• **Direction**
Copy the material below word for word, leaving out the pictures.

• **Task data**
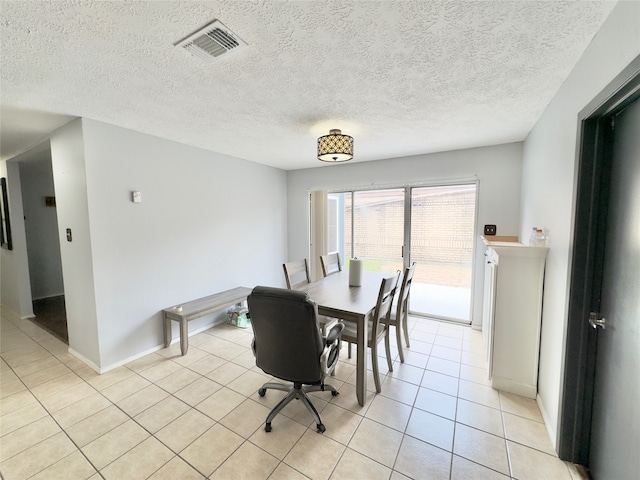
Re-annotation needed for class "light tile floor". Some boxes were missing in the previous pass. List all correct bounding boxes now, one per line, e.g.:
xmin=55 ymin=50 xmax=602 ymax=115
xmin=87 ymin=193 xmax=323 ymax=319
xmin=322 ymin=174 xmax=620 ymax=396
xmin=0 ymin=308 xmax=592 ymax=480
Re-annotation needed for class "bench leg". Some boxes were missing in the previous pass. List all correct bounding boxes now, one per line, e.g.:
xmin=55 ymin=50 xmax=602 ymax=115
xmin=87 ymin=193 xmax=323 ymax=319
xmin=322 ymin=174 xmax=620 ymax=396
xmin=162 ymin=315 xmax=171 ymax=348
xmin=180 ymin=318 xmax=189 ymax=356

• **Written response**
Re-annotation needed for class "light tile floor". Some boxes were missing in the previous pass. List all correct bounding boxes now, one per line, e.g.:
xmin=55 ymin=50 xmax=602 ymax=115
xmin=87 ymin=193 xmax=323 ymax=319
xmin=322 ymin=174 xmax=620 ymax=396
xmin=0 ymin=308 xmax=592 ymax=480
Re-annotation needed for class "bench leg". Some boxes were missing in the previous pass. List all correct bounding boxes now, one per line, e.g.:
xmin=55 ymin=50 xmax=602 ymax=115
xmin=87 ymin=193 xmax=323 ymax=319
xmin=322 ymin=174 xmax=620 ymax=396
xmin=162 ymin=315 xmax=171 ymax=348
xmin=180 ymin=318 xmax=189 ymax=356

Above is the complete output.